From the line that includes "point: license plate" to the last line of the records, inclusive, repeat each line exactly.

'''

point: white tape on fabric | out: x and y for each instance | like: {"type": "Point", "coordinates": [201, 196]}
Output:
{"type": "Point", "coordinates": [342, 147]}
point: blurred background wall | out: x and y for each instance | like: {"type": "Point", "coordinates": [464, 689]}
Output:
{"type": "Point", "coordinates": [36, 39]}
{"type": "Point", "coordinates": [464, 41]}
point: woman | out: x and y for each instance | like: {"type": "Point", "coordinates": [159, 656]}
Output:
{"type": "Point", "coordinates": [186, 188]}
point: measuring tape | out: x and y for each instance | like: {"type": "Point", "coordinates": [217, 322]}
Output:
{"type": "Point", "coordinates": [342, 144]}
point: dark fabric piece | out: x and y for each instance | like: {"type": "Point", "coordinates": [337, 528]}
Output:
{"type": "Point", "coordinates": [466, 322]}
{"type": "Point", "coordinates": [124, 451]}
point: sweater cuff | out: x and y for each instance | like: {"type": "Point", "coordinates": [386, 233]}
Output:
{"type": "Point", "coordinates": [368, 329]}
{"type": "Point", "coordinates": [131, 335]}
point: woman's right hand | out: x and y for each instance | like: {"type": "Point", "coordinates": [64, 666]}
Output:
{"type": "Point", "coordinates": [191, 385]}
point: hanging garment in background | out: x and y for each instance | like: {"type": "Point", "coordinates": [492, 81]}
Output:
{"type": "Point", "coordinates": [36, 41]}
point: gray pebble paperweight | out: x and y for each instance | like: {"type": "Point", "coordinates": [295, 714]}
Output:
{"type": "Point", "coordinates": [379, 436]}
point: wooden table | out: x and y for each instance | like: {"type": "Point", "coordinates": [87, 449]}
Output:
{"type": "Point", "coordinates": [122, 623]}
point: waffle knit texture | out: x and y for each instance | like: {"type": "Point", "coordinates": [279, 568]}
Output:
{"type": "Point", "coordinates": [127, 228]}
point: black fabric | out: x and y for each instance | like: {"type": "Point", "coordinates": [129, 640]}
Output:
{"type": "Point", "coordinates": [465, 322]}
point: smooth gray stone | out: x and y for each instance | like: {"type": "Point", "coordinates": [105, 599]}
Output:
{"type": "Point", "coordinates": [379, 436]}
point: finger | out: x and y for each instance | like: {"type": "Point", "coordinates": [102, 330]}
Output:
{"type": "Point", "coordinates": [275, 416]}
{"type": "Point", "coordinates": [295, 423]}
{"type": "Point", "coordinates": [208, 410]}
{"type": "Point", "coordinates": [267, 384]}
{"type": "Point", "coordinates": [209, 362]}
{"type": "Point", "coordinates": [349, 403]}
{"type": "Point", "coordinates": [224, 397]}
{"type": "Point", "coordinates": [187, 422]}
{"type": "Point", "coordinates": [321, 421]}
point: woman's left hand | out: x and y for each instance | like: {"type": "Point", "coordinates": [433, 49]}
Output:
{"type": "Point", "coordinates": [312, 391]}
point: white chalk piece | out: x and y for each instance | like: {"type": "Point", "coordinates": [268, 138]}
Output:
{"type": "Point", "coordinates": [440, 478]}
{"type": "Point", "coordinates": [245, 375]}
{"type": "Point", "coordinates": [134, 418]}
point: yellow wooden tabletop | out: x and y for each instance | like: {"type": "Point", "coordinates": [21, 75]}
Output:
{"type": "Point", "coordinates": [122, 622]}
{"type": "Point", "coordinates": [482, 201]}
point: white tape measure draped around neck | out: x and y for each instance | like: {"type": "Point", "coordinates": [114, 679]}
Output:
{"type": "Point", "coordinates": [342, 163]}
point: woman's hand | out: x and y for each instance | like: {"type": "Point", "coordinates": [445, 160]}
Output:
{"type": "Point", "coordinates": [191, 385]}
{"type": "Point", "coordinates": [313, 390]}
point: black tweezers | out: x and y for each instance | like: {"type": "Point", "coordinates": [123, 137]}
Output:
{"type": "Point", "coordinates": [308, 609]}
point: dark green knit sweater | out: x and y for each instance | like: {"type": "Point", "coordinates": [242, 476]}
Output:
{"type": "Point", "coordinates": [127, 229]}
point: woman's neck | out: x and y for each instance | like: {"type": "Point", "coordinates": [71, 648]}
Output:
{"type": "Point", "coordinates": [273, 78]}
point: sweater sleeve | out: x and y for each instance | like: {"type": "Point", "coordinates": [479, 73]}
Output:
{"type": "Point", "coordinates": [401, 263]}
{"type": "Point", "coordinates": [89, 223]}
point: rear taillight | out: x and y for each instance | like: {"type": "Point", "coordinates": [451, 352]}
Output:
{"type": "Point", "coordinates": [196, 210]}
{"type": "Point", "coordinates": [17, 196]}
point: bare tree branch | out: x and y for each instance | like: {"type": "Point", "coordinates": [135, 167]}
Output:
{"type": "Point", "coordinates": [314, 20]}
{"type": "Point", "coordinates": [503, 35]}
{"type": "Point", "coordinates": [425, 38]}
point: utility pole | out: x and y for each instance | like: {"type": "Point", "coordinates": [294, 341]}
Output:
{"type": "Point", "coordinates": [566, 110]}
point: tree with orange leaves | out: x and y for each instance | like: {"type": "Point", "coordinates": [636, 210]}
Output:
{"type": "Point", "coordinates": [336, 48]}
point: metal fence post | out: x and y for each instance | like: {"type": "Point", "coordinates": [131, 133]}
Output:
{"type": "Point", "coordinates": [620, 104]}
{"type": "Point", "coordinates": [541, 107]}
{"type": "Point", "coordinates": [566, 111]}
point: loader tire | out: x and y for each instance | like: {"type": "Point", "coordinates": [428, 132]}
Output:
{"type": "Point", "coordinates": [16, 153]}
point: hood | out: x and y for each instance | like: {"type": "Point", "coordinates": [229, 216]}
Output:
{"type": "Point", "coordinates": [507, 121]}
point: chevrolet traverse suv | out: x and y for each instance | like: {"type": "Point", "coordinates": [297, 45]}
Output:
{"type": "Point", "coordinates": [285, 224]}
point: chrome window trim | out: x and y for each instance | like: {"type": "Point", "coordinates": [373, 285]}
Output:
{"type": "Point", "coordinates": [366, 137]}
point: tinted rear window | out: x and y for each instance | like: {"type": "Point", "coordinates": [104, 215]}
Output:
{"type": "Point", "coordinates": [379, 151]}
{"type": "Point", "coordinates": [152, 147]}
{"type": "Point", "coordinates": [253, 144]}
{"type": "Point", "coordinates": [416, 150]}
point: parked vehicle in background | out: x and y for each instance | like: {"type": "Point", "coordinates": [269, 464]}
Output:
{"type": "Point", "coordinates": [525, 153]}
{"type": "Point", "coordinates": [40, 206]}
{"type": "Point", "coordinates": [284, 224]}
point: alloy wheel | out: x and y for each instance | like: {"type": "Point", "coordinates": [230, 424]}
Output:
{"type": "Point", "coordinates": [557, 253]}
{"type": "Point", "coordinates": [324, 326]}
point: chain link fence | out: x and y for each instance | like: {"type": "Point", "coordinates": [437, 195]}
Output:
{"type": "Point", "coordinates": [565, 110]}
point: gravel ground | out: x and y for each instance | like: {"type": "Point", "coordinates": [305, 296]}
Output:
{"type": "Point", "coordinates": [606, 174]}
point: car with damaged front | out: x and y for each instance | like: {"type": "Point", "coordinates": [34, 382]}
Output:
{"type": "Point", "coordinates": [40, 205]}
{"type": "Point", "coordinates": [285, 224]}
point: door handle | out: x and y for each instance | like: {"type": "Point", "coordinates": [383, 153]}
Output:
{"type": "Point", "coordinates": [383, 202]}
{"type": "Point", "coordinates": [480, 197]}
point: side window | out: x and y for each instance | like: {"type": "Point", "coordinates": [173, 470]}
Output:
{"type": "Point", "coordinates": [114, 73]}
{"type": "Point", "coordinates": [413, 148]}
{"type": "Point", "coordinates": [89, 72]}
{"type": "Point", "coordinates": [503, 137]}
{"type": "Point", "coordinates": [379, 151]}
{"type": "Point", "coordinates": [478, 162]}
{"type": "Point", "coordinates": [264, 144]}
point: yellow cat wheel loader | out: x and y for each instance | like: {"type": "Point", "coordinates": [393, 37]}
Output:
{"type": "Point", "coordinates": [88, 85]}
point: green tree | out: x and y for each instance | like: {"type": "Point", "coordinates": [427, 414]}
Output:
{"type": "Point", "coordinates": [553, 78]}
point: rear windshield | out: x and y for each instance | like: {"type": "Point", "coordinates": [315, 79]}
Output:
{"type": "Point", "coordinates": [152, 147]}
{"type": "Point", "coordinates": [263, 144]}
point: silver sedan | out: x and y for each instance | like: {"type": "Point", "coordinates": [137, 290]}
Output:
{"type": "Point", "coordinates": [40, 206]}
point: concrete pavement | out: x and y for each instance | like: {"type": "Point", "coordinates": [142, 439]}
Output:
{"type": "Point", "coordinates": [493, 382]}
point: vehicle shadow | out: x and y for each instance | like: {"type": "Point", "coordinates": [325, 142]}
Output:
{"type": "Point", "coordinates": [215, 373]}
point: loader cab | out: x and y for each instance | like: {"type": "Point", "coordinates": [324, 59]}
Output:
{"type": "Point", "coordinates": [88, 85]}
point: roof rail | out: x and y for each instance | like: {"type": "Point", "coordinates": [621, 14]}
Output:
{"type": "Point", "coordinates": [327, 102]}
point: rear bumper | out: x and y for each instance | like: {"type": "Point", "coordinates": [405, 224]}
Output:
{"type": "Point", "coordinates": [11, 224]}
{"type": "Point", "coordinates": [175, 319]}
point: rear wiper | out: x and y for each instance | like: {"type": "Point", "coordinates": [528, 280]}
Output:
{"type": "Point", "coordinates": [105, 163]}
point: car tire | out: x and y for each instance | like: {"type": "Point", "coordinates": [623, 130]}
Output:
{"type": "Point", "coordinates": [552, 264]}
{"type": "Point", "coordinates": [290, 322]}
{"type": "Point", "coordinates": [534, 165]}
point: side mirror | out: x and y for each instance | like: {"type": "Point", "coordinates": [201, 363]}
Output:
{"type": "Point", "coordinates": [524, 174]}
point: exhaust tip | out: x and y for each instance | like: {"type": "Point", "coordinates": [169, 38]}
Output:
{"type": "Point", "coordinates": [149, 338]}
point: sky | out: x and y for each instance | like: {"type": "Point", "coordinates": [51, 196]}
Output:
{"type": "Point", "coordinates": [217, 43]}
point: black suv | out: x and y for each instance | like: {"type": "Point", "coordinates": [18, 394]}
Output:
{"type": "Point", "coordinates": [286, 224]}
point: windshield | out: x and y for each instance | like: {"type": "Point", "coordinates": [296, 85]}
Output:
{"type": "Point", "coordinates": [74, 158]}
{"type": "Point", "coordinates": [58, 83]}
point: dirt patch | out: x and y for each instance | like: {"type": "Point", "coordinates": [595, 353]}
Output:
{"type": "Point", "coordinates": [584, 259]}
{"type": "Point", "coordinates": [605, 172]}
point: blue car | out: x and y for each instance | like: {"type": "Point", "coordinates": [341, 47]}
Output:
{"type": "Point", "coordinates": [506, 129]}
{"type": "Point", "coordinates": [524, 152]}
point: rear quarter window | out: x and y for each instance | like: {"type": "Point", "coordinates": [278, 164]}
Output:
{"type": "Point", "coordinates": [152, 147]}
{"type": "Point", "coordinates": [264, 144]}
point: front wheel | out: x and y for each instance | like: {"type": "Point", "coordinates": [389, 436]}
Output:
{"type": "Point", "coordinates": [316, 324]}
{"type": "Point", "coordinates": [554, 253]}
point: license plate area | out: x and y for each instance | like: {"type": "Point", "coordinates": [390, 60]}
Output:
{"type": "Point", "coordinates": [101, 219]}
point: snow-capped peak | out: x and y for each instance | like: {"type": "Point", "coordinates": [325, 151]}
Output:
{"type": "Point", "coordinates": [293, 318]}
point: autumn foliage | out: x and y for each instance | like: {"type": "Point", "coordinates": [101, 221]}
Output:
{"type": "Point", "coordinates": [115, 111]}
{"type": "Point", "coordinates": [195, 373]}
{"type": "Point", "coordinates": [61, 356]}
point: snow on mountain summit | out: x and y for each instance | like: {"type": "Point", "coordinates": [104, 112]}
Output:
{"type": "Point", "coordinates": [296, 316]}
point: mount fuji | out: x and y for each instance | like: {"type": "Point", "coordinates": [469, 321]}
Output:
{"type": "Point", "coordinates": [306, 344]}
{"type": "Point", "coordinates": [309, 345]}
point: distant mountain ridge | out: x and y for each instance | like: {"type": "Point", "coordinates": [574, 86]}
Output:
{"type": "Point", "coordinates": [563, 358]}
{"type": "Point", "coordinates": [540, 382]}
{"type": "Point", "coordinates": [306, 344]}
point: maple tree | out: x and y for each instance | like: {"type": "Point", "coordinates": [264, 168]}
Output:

'''

_Worked solution_:
point: license plate area | out: x and y for each instance | like: {"type": "Point", "coordinates": [390, 60]}
Output:
{"type": "Point", "coordinates": [101, 219]}
point: snow-capped peak | out: x and y for each instance | like: {"type": "Point", "coordinates": [325, 151]}
Output:
{"type": "Point", "coordinates": [293, 318]}
point: autumn foliage | out: x and y for each instance | like: {"type": "Point", "coordinates": [101, 221]}
Output:
{"type": "Point", "coordinates": [115, 111]}
{"type": "Point", "coordinates": [195, 373]}
{"type": "Point", "coordinates": [61, 356]}
point: snow on mountain summit | out: x and y for each instance | like: {"type": "Point", "coordinates": [104, 112]}
Output:
{"type": "Point", "coordinates": [296, 316]}
point: mount fuji | out: x and y for each instance | like: {"type": "Point", "coordinates": [469, 321]}
Output:
{"type": "Point", "coordinates": [306, 344]}
{"type": "Point", "coordinates": [309, 345]}
point: distant mountain ridge | out: x and y for each instance | like: {"type": "Point", "coordinates": [574, 86]}
Output:
{"type": "Point", "coordinates": [563, 358]}
{"type": "Point", "coordinates": [540, 382]}
{"type": "Point", "coordinates": [306, 344]}
point: maple tree | out: x and y for each instance | like: {"type": "Point", "coordinates": [264, 168]}
Output:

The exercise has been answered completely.